[Source records]

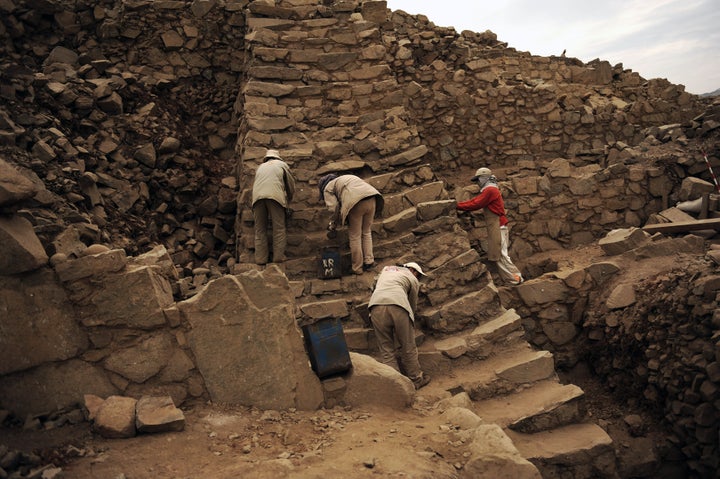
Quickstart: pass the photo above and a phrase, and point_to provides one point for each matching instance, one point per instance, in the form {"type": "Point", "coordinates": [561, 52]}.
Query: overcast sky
{"type": "Point", "coordinates": [674, 39]}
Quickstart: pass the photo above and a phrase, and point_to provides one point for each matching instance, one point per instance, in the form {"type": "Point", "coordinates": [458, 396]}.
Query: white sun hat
{"type": "Point", "coordinates": [414, 266]}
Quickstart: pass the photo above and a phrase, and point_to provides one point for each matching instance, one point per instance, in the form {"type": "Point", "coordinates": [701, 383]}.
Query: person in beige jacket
{"type": "Point", "coordinates": [273, 189]}
{"type": "Point", "coordinates": [352, 199]}
{"type": "Point", "coordinates": [392, 314]}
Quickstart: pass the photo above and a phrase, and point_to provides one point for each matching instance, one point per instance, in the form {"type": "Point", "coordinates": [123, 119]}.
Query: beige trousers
{"type": "Point", "coordinates": [261, 210]}
{"type": "Point", "coordinates": [360, 219]}
{"type": "Point", "coordinates": [392, 322]}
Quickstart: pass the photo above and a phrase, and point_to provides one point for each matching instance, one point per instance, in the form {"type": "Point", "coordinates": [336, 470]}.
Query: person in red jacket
{"type": "Point", "coordinates": [490, 199]}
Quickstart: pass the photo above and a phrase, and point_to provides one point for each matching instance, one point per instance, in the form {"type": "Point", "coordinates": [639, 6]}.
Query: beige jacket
{"type": "Point", "coordinates": [396, 285]}
{"type": "Point", "coordinates": [273, 181]}
{"type": "Point", "coordinates": [344, 192]}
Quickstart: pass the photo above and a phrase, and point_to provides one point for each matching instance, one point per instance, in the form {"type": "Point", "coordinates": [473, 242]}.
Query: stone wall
{"type": "Point", "coordinates": [477, 102]}
{"type": "Point", "coordinates": [663, 349]}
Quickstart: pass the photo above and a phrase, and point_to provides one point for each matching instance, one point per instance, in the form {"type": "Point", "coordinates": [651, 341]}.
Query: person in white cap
{"type": "Point", "coordinates": [273, 189]}
{"type": "Point", "coordinates": [353, 199]}
{"type": "Point", "coordinates": [490, 198]}
{"type": "Point", "coordinates": [392, 313]}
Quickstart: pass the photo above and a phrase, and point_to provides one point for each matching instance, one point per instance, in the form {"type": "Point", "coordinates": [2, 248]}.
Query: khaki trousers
{"type": "Point", "coordinates": [492, 223]}
{"type": "Point", "coordinates": [261, 210]}
{"type": "Point", "coordinates": [391, 323]}
{"type": "Point", "coordinates": [360, 219]}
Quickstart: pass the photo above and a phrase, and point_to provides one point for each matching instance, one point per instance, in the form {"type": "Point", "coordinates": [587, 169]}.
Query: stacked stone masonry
{"type": "Point", "coordinates": [143, 102]}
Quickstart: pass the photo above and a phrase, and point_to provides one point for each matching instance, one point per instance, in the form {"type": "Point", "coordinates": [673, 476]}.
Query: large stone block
{"type": "Point", "coordinates": [53, 386]}
{"type": "Point", "coordinates": [22, 250]}
{"type": "Point", "coordinates": [134, 298]}
{"type": "Point", "coordinates": [247, 344]}
{"type": "Point", "coordinates": [37, 323]}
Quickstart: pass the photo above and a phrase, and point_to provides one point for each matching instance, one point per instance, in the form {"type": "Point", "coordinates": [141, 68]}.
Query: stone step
{"type": "Point", "coordinates": [482, 341]}
{"type": "Point", "coordinates": [542, 406]}
{"type": "Point", "coordinates": [580, 451]}
{"type": "Point", "coordinates": [516, 367]}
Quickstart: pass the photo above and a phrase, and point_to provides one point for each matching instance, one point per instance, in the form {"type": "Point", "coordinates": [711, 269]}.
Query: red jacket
{"type": "Point", "coordinates": [490, 198]}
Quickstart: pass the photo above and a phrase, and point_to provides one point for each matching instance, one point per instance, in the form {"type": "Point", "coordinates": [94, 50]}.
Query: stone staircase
{"type": "Point", "coordinates": [350, 114]}
{"type": "Point", "coordinates": [468, 341]}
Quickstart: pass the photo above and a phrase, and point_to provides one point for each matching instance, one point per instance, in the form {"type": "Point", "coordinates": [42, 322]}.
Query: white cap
{"type": "Point", "coordinates": [414, 266]}
{"type": "Point", "coordinates": [272, 154]}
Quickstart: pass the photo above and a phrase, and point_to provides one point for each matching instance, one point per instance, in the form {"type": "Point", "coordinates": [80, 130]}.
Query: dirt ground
{"type": "Point", "coordinates": [221, 442]}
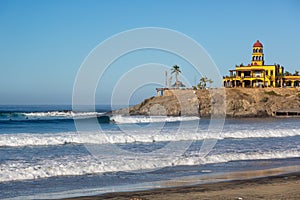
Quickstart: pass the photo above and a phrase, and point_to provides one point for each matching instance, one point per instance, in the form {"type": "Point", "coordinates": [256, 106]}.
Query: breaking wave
{"type": "Point", "coordinates": [119, 137]}
{"type": "Point", "coordinates": [81, 165]}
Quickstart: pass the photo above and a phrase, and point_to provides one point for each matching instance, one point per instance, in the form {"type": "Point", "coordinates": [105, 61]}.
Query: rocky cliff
{"type": "Point", "coordinates": [233, 102]}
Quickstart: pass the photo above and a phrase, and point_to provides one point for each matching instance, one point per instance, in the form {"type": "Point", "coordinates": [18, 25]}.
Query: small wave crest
{"type": "Point", "coordinates": [119, 137]}
{"type": "Point", "coordinates": [149, 119]}
{"type": "Point", "coordinates": [86, 164]}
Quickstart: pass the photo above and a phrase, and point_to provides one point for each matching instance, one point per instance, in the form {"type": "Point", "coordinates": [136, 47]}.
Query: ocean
{"type": "Point", "coordinates": [43, 154]}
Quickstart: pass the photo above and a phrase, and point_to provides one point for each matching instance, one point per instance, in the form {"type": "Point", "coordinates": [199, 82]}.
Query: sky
{"type": "Point", "coordinates": [43, 43]}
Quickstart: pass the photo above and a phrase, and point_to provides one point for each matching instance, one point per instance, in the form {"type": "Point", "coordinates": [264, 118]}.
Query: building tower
{"type": "Point", "coordinates": [257, 54]}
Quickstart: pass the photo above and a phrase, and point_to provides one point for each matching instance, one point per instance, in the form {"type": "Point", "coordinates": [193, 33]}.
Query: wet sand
{"type": "Point", "coordinates": [283, 186]}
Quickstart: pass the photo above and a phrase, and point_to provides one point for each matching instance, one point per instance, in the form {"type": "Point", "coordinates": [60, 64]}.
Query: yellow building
{"type": "Point", "coordinates": [256, 74]}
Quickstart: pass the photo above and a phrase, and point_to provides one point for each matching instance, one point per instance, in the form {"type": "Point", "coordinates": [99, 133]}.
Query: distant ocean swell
{"type": "Point", "coordinates": [146, 136]}
{"type": "Point", "coordinates": [66, 114]}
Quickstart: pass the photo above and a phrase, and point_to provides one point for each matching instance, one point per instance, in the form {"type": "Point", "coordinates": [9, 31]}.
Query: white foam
{"type": "Point", "coordinates": [144, 136]}
{"type": "Point", "coordinates": [150, 119]}
{"type": "Point", "coordinates": [62, 114]}
{"type": "Point", "coordinates": [81, 165]}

[/Source records]

• **Exercise requirements**
Reprint the whole listing verbatim except for the pictures.

• **Result below**
Quickstart: pass the photo above and a phrase, and point_to provides one point for each matching instance, one point per instance, in the form {"type": "Point", "coordinates": [561, 52]}.
Query: overcast sky
{"type": "Point", "coordinates": [674, 39]}
Quickstart: pass the photo above and a phrase, and point_to provides one point for each matching instance, one point per instance, in the form {"type": "Point", "coordinates": [458, 396]}.
Query: white sun hat
{"type": "Point", "coordinates": [414, 266]}
Quickstart: pass the photo above and a phrase, and point_to provides one point for each matching instance, one point per instance, in the form {"type": "Point", "coordinates": [701, 383]}.
Query: person in beige jacket
{"type": "Point", "coordinates": [273, 189]}
{"type": "Point", "coordinates": [352, 199]}
{"type": "Point", "coordinates": [392, 314]}
Quickstart: pass the photo above and a phrase, and point_to provides one point for each matching instance, one point per instance, in the form {"type": "Point", "coordinates": [123, 119]}.
Query: beige trousers
{"type": "Point", "coordinates": [261, 210]}
{"type": "Point", "coordinates": [360, 219]}
{"type": "Point", "coordinates": [392, 322]}
Quickstart: pass the photo above and a phrase, and point_to provides one point for each matching instance, one point per instance, in the form {"type": "Point", "coordinates": [336, 470]}.
Query: person in red jacket
{"type": "Point", "coordinates": [490, 199]}
Quickstart: pass the photo above and a phrase, and point_to provides one point for each matching instance, one point per instance, in the form {"type": "Point", "coordinates": [639, 6]}.
Query: beige jacket
{"type": "Point", "coordinates": [396, 285]}
{"type": "Point", "coordinates": [273, 181]}
{"type": "Point", "coordinates": [344, 192]}
Quickstart: pass the photo above and a phrase, and point_to provides one point for each matching instance, one point per instance, in the form {"type": "Point", "coordinates": [473, 242]}.
Query: stone wall
{"type": "Point", "coordinates": [477, 102]}
{"type": "Point", "coordinates": [663, 349]}
Quickstart: pass the photo above and a phrase, and point_to provides one point for each matching instance, one point per instance, in the form {"type": "Point", "coordinates": [651, 341]}.
Query: person in white cap
{"type": "Point", "coordinates": [273, 189]}
{"type": "Point", "coordinates": [353, 199]}
{"type": "Point", "coordinates": [490, 198]}
{"type": "Point", "coordinates": [392, 313]}
Quickstart: pass the photo above and a phrase, and point_to provides one point for each matching instance, one point per instance, in the form {"type": "Point", "coordinates": [2, 248]}.
Query: khaki trousers
{"type": "Point", "coordinates": [492, 223]}
{"type": "Point", "coordinates": [261, 210]}
{"type": "Point", "coordinates": [391, 323]}
{"type": "Point", "coordinates": [360, 219]}
Quickstart: pass the photo above and a phrase, and point_to provides one point for each matching instance, one point per instance, in the form {"type": "Point", "coordinates": [587, 169]}.
Query: stacked stone masonry
{"type": "Point", "coordinates": [143, 102]}
Quickstart: pass the photo above and a phrase, and point_to provides one point for each matching instance, one point per instance, in the form {"type": "Point", "coordinates": [673, 476]}.
Query: large stone block
{"type": "Point", "coordinates": [53, 386]}
{"type": "Point", "coordinates": [22, 250]}
{"type": "Point", "coordinates": [134, 298]}
{"type": "Point", "coordinates": [247, 344]}
{"type": "Point", "coordinates": [37, 323]}
Quickstart: pass the photo above and a phrase, and point_to provides one point for each matching instance, one point per instance, in the form {"type": "Point", "coordinates": [141, 68]}.
Query: stone step
{"type": "Point", "coordinates": [482, 341]}
{"type": "Point", "coordinates": [542, 406]}
{"type": "Point", "coordinates": [580, 451]}
{"type": "Point", "coordinates": [516, 367]}
Quickstart: pass the photo above and a phrase, and point_to provides one point for each matching instance, one point per instance, in the form {"type": "Point", "coordinates": [711, 269]}.
Query: red jacket
{"type": "Point", "coordinates": [490, 198]}
Quickstart: pass the photo above and a phrase, and point_to provides one point for each matching instance, one point per instance, in the form {"type": "Point", "coordinates": [94, 50]}.
Query: stone staircase
{"type": "Point", "coordinates": [350, 114]}
{"type": "Point", "coordinates": [468, 341]}
Quickstart: pass the photo above and a phrase, and point_to provides one point for each matching instance, one point per instance, in the form {"type": "Point", "coordinates": [42, 322]}.
Query: white cap
{"type": "Point", "coordinates": [414, 266]}
{"type": "Point", "coordinates": [272, 154]}
Quickstart: pass the photo above and a phrase, and point_to provides one point for each matching instance, one point per instance, in the form {"type": "Point", "coordinates": [80, 130]}.
Query: dirt ground
{"type": "Point", "coordinates": [221, 442]}
Quickstart: pass the photo above and a phrase, and point_to provides one point for each matching instance, one point per instance, in the form {"type": "Point", "coordinates": [256, 106]}.
Query: breaking wave
{"type": "Point", "coordinates": [119, 137]}
{"type": "Point", "coordinates": [81, 165]}
Quickstart: pass the photo above and a phrase, and point_to provides one point for each matching instance, one point per instance, in the form {"type": "Point", "coordinates": [105, 61]}.
Query: rocky cliff
{"type": "Point", "coordinates": [233, 102]}
Quickstart: pass the photo above and a phrase, and point_to provides one point for each matching instance, one point per instance, in the form {"type": "Point", "coordinates": [18, 25]}.
Query: small wave crest
{"type": "Point", "coordinates": [119, 137]}
{"type": "Point", "coordinates": [149, 119]}
{"type": "Point", "coordinates": [86, 164]}
Quickstart: pass the photo above and a phrase, and point_to provides one point for each matching instance, one point per instance, in the form {"type": "Point", "coordinates": [136, 47]}.
Query: ocean
{"type": "Point", "coordinates": [43, 154]}
Quickstart: pass the photo above and a phrase, and point_to provides one point for each matching instance, one point per instance, in the form {"type": "Point", "coordinates": [199, 82]}.
Query: sky
{"type": "Point", "coordinates": [43, 43]}
Quickstart: pass the photo above and a phrase, and point_to provides one point for each matching instance, one point per instance, in the form {"type": "Point", "coordinates": [264, 118]}.
Query: building tower
{"type": "Point", "coordinates": [257, 54]}
Quickstart: pass the photo above and a phrase, and point_to provides one point for each matching instance, one point per instance, in the form {"type": "Point", "coordinates": [193, 33]}.
Query: wet sand
{"type": "Point", "coordinates": [283, 186]}
Quickstart: pass the photo above and a phrase, and point_to provides one point for each matching instance, one point per instance, in the form {"type": "Point", "coordinates": [60, 64]}.
Query: yellow building
{"type": "Point", "coordinates": [256, 74]}
Quickstart: pass the photo above and a phrase, and point_to provides one point for each matching instance, one point per instance, in the form {"type": "Point", "coordinates": [99, 133]}.
Query: distant ocean swell
{"type": "Point", "coordinates": [146, 136]}
{"type": "Point", "coordinates": [66, 114]}
Quickstart: pass the photo above and a phrase, and point_to provides one point for each matching instance, one point per instance, in the form {"type": "Point", "coordinates": [9, 31]}.
Query: white foam
{"type": "Point", "coordinates": [144, 136]}
{"type": "Point", "coordinates": [150, 119]}
{"type": "Point", "coordinates": [62, 114]}
{"type": "Point", "coordinates": [81, 165]}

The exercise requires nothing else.